■ **EXTRAIT DU DOCUMENT**
====

Questions à trancher

 

[15]           La demanderesse invoque trois moyens pour contester la décision :

1.                       La juge de la citoyenneté a-t-elle commis une erreur en concluant que la demanderesse ne satisfaisait pas aux exigences de l’alinéa 5(1)c) de la Loi?

2.                       La juge de la citoyenneté a-t-elle manqué à l’équité procédurale en n’indiquant pas à la demanderesse, lors de l’audience sur la résidence, les aspects qui la préoccupaient et qui étaient susceptibles d’influencer sa décision, niant ainsi à la demanderesse la possibilité de répondre à ses préoccupations?

 

3.                       La juge de la citoyenneté a-t-elle commis une erreur en n’expliquant pas pourquoi elle refusait d’exercer son pouvoir discrétionnaire de manière à faire une recommandation favorable à la ministre en vertu des paragraphes 5(3) et 5(4) de la Loi?

 

Motifs

 

[16]           Le paragraphe 5(1) de la Loi énonce les critères qui doivent être respectés pour se voir attribuer la citoyenneté. L’alinéa 5(1)c) exige que, dans les quatre ans qui ont précédé la date de sa demande, l’intéressé ait résidé au Canada pendant au moins trois ans en tout. La Loi ne définit pas le terme « résider ». La jurisprudence de notre Cour est partagée au sujet du critère à appliquer pour déterminer si celui qui demande la citoyenneté remplit les conditions de résidence. En résumé, ces critères sont énoncés dans les affaires Koo, précitée, Pourghasemi (1993), 62 F.T.R. 122 (C.F. 1re inst.), et Papadogiorgakis [1978] 2 C.F. 208 (C.F. 1re inst.). Le juge de la citoyenneté peut adopter l’un ou l’autre des trois critères de résidence proposés sans qu’aucune erreur ne lui soit reprochée pour cette raison.

 

[17]           Dans le cas qui nous occupe, le juge de la citoyenneté a appliqué le critère du mode d’existence centralisé énoncé dans le jugement Koo, qui permet à une personne de satisfaire à l’obligation en matière de résidences en établissant que le Canada est le pays où elle vit régulièrement, normalement ou ordinairement.

 

[18]           La demanderesse conteste la décision au motif qu’elle est entachée de plusieurs erreurs de fait et que la juge s’est méprise en ce qui concerne l’application du critère légal permettant de déterminer la résidence en vertu du paragraphe 5(1) de la Loi. La demanderesse affirme aussi que la juge de la citoyenneté a violé les règles d’équité procédurale.

====

■ **MATÉRIEL RECUEILLI**
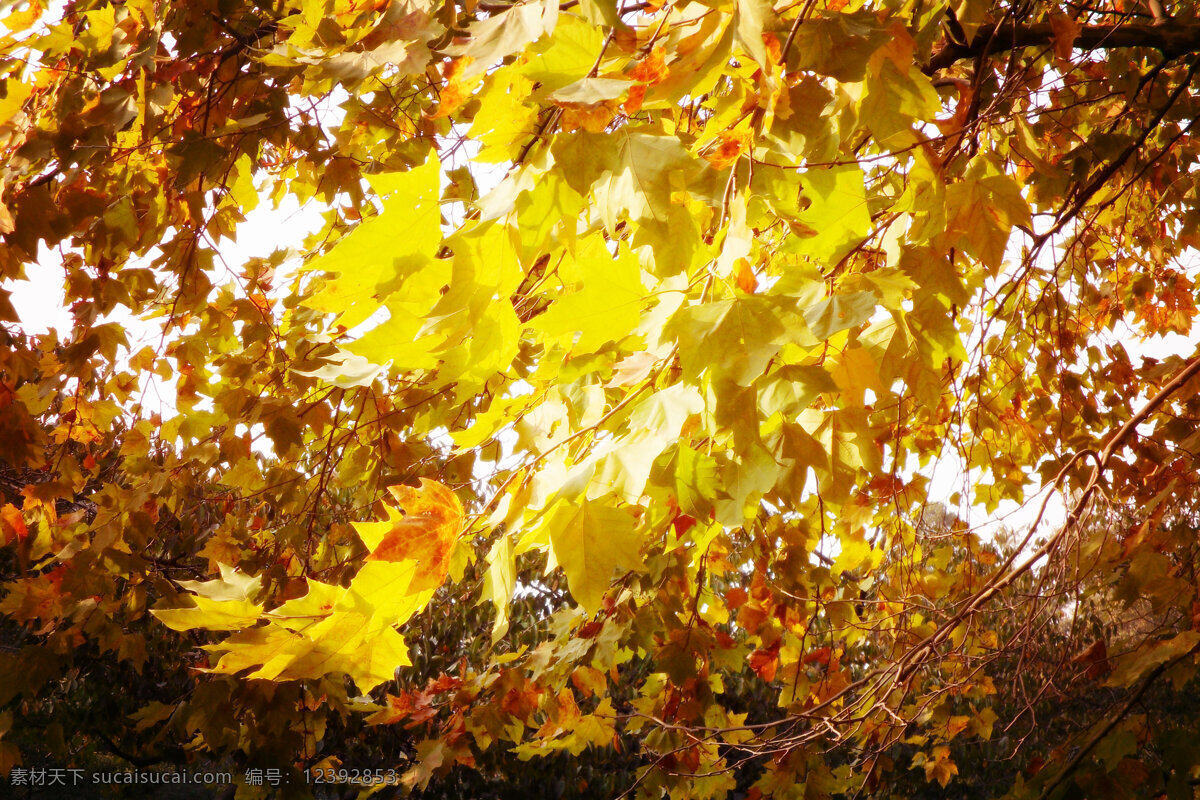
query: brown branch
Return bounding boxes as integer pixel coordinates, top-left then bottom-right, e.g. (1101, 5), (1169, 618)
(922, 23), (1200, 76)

====

D'après l'extrait du document, qu'exige l'alinéa 5(1)c) de la Loi ?

Il exige que, dans les quatre ans qui ont précédé la date de sa demande, l'intéressé ait résidé au Canada pendant au moins trois ans en tout.